EXTRACTED TEXT:

Monday, November 30, 2009
It took twenty five games this season to visualize the words I have been trying to produce regarding the Jackets play. Twenty five games, a dwindling +.500 record, and a whole little at which to look positively. There are a seasons worth of things to blame such as injuries, laziness, and bad coaching. Focusing on one thing or the next, while being sufficient for a given time period, rarely does the trick.
I will start with the coaching. While this is something that I have focused on in past entries, I feel it necessary to reiterate my distaste for the way this team is being coached currently. To begin, the right players are rarely the players that are given the most opportunity. Coach Hitchcock seems to overuse his veteran first mentality up until the boiling point, and will only in a dying effort bring in some youth to try and stoke the fire. Losing Filatov was inevitable based on his attitude toward youngsters, and that is not to say that Filatov does not have a lot of developing to do, but it does say that the wrong people were put in place to develop Niki as a player. Futhermore, putting Russell on the shelf after he single handedly held in the concept of puck moving defenseman late last year seems to be a horrible waste of talent, regardless of whether Stralman is a better all around player.

WORK TO DO:
A - In the rows below, take the stretch from the line containing "In the photo above, where can the forested" through the end of the rows and put it into a JSON list of strings, one string per line, with blank lines left out.
B - Write a continuation of the hockey blog post on the Jackets' season that picks up right after its last sentence.

DATA SUPPLIED:
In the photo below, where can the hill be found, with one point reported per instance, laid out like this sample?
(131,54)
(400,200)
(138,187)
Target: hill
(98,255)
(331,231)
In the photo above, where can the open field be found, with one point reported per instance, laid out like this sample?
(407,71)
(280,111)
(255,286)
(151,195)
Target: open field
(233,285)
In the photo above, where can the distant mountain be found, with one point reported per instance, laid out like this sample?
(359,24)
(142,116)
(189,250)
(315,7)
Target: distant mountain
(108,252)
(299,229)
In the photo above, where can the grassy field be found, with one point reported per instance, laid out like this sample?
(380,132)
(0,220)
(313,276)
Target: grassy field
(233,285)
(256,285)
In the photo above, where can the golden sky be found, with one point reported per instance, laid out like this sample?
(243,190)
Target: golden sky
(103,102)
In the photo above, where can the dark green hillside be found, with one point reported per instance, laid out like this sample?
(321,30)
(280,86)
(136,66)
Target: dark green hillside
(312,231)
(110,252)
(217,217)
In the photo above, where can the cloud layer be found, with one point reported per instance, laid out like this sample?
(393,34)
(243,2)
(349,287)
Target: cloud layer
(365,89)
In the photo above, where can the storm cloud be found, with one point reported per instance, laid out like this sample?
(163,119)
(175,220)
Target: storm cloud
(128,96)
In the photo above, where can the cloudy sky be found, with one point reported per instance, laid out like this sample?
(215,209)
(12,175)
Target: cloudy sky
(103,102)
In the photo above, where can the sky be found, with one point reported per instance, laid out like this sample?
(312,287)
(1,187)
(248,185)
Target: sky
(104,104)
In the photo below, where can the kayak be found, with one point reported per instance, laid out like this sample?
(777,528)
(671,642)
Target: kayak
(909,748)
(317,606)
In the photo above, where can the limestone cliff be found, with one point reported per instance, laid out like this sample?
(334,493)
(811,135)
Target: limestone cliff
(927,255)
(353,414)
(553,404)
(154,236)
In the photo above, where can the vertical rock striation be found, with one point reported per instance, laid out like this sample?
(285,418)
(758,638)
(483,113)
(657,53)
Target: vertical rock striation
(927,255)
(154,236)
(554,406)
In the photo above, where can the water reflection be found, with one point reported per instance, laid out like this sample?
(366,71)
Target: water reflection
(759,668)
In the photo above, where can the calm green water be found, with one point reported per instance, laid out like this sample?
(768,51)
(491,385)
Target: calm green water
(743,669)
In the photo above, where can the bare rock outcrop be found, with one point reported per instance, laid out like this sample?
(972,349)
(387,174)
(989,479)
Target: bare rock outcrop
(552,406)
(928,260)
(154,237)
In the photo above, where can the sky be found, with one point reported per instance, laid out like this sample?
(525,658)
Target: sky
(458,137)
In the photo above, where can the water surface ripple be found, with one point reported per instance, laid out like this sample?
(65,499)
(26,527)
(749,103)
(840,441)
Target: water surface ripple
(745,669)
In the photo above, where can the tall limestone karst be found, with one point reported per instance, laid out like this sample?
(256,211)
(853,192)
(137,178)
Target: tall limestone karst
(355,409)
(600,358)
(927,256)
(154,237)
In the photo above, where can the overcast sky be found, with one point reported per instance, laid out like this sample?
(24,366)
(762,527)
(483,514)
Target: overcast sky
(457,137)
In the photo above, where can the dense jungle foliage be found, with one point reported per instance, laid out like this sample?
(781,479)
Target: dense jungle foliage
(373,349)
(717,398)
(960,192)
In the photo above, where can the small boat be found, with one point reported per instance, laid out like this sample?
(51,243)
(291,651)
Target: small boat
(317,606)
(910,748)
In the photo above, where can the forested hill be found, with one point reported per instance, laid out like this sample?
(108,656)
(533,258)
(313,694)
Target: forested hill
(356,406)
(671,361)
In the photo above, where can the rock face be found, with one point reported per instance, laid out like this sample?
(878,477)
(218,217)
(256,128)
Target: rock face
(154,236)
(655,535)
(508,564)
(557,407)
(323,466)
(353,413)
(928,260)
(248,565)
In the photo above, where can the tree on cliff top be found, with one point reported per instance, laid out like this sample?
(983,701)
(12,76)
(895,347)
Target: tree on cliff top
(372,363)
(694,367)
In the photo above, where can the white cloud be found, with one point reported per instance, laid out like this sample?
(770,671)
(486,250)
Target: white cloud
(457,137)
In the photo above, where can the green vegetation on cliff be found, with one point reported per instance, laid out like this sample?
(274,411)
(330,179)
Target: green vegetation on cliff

TASK-BY-TASK OUTPUTS:
A -
[
  "In the photo above, where can the forested hill be found, with one point reported per instance, laid out like this sample?",
  "(108,656)",
  "(533,258)",
  "(313,694)",
  "Target: forested hill",
  "(356,406)",
  "(671,361)",
  "In the photo above, where can the rock face be found, with one point reported per instance, laid out like this sample?",
  "(878,477)",
  "(218,217)",
  "(256,128)",
  "Target: rock face",
  "(154,236)",
  "(655,535)",
  "(508,564)",
  "(557,407)",
  "(323,466)",
  "(353,413)",
  "(928,260)",
  "(248,565)",
  "In the photo above, where can the tree on cliff top be found, with one point reported per instance, laid out like this sample?",
  "(983,701)",
  "(12,76)",
  "(895,347)",
  "Target: tree on cliff top",
  "(372,363)",
  "(694,367)",
  "In the photo above, where can the white cloud be found, with one point reported per instance, laid out like this sample?",
  "(770,671)",
  "(486,250)",
  "Target: white cloud",
  "(457,137)",
  "In the photo above, where can the green vegetation on cliff be found, with one point reported per instance, laid out like this sample?",
  "(274,411)",
  "(330,179)",
  "Target: green vegetation on cliff"
]

B -
Yes, I am pushing hard, but so be it. Most of these players will earn more this year than I will see in my lifetime, and while I respect that, so should they. There is no desire for victory, no push for perfection, and certainly no accountability from the coaching staff that maybe their tactics are short of what this club needs.
Let us move on to laziness. There is no question that the better part of each game (especially each loss) is spent with our Jackets firing at maybe 70% of their actual capacity. It was obvious in the Calgary game, when they scored three goals in the final seven minutes of the second period, only to fall back asleep in the third. It has been obvious game after game that these players are finding little reason to force the issue and work extremely hard game in and game out. While this may seem like a trivial pursuit of the flawless victory, I do not believe it is out of the question to expect a high caliber of effort from each of these players.
In the previous couple games, horrible giveaways and brutal blown assignments have cost the Jackets costly goals and unnecessary losses. If the defense held strong, and the offense maintained their positioning in the defensive zone, there is little doubt in my mind that one of Garon or Mason could easily provide the goaltending needed to win a game or twenty.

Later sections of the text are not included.